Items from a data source
=======
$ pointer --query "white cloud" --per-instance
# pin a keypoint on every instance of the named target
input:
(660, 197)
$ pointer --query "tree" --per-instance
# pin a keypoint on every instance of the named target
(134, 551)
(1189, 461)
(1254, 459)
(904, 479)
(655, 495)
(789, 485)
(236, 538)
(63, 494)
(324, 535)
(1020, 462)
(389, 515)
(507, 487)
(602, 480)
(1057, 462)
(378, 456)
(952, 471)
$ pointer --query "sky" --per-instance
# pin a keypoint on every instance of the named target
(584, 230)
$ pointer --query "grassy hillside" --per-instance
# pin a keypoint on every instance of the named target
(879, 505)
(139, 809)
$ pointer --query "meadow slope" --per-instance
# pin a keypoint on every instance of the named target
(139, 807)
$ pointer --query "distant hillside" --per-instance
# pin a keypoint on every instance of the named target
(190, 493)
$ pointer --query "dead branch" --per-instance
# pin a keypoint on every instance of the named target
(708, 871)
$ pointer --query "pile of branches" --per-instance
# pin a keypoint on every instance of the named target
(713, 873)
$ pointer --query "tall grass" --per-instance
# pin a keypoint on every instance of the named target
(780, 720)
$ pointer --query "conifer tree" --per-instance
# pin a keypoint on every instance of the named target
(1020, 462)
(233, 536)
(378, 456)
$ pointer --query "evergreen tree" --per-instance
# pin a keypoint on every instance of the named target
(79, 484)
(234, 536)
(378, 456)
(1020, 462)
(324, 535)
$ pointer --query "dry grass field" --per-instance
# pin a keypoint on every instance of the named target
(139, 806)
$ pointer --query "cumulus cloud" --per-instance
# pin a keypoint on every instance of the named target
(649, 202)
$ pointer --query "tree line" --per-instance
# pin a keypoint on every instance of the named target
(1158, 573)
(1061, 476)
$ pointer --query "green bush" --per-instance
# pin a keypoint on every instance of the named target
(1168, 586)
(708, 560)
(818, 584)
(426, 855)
=======
### Request
Can you rewrite all of the data above with every "keypoint" changed to "marker" and everything else left the same?

### Final answer
$ pointer --query "white cloud" --per-instance
# pin a marker on every instance of the named target
input:
(660, 197)
$ pointer --query "tree" --per-instance
# pin a marker on every instance of the named target
(134, 551)
(1189, 461)
(1254, 459)
(904, 479)
(655, 495)
(789, 485)
(236, 538)
(63, 494)
(324, 535)
(1020, 462)
(389, 515)
(507, 487)
(602, 480)
(1057, 462)
(378, 456)
(952, 471)
$ pointer --query "sky" --per-instance
# pin a marker on every instance of the named target
(584, 230)
$ pointer --query "grassy hillside" --per-instance
# pin a marker on every instance of the named target
(879, 505)
(139, 809)
$ pointer --query "meadow slope" --per-instance
# pin a marker on every instance of the named target
(139, 807)
$ pointer --query "distant hillside" --per-instance
# pin a marker on every instance of the named target
(190, 493)
$ pointer --query "dead branch" --per-instance
# pin a marker on every instance of the named target
(708, 871)
$ pointer --query "pile of branches" --per-instance
# pin a marker on every instance of the named target
(713, 873)
$ pointer --query "tall grass" --per-instance
# pin a marker on every instance of the named target
(780, 720)
$ pointer --query "conifer tree" --per-instance
# pin a marker on every instance of the named target
(1020, 462)
(233, 536)
(378, 456)
$ pointer --query "evergreen tree" --per-instance
# pin a marker on every instance of the named target
(79, 484)
(234, 536)
(378, 456)
(1020, 462)
(324, 535)
$ pointer --query "dry grass field" --per-instance
# pin a marker on every instance of the named target
(139, 806)
$ pointer --query "cumulus cloud" --per-instance
# pin a marker on every instance of the named target
(649, 202)
$ pointer --query "tree line" --per-instance
# pin a marker on every instance of the named target
(1158, 573)
(1061, 476)
$ pointer --query "green bush" --per-instance
# pin a marker on every instance of the named target
(1168, 586)
(708, 560)
(818, 584)
(426, 855)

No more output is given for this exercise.